# TEXT
- - - - -

In den USA gab es schließlich sogar sogenannte “Split Bars”, in denen man Menschen mit der Diagnose treffen oder sich über das Thema austauschen konnte. Es gab Brettspiele, Romane, Dokumentarfilme. Merchandise, Merchandise, Merchandise!
In der Forschung sprach man von “Sybil Inc.”, also der Firma Sybil, benannt nach dem MPD-Roman von Flora Rheta Schreiber aus dem Jahr 1973. Dieser wurde 1976 und 2007 fürs Fernsehen verfilmt. Darin geht es um die Psychoanalyse von Sybil Dorsett, basierend auf der wahren Geschichte der amerikanischen Kunstlehrerin Shirley Ardell Mason (1923-1998). Der Untertitel des Romans ist bezeichnend: Die wahre Geschichte einer Frau, die von 16 verschiedenen Persönlichkeiten besessen ist.
Und heute? Gibt es MPD gar nicht mehr als diagnostische Kategorie. Und der Hype ist Geschichte.
Kritiker mögen jetzt sagen: Das stimmt doch gar nicht! Man hat doch nur den Namen verändert. Es heiße jetzt eben “dissoziative Identitätsstörung” (DID). Jein. Denn mit dem Namen änderten sich auch die diagnostischen Kriterien. Und heute gibt es sehr viel weniger DID-Fälle als damals MPD-Fälle.

- - - - -

# EXTRAHIERTE EINTRÄGE
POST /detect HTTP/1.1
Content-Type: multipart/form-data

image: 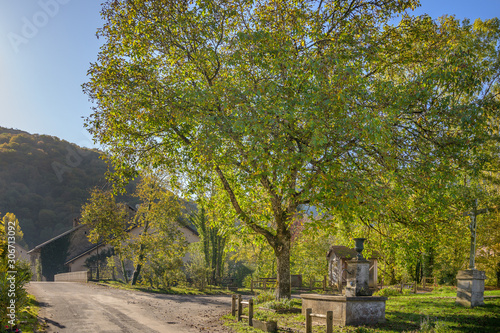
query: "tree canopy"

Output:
[84,0,500,298]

- - - - -

# ÜBUNGSAUFGABEN
1 > Beantworten Sie die folgenden Fragen zum Text.
(a) In welchem Land gab es sogenannte „Split Bars“?
(b) In welchem Jahr erschien der Roman von Flora Rheta Schreiber?
(c) Welchen Beruf hatte Shirley Ardell Mason?
2 > Schreiben Sie den Abschnitt des Textes zwischen „In der Forschung“ und „Persönlichkeiten besessen ist.“ einschließlich wortgetreu ab.

# LÖSUNGEN
1 >
(a) In den USA.
(b) 1973.
(c) Sie war Kunstlehrerin.

2 >
In der Forschung sprach man von “Sybil Inc.”, also der Firma Sybil, benannt nach dem MPD-Roman von Flora Rheta Schreiber aus dem Jahr 1973. Dieser wurde 1976 und 2007 fürs Fernsehen verfilmt. Darin geht es um die Psychoanalyse von Sybil Dorsett, basierend auf der wahren Geschichte der amerikanischen Kunstlehrerin Shirley Ardell Mason (1923-1998). Der Untertitel des Romans ist bezeichnend: Die wahre Geschichte einer Frau, die von 16 verschiedenen Persönlichkeiten besessen ist.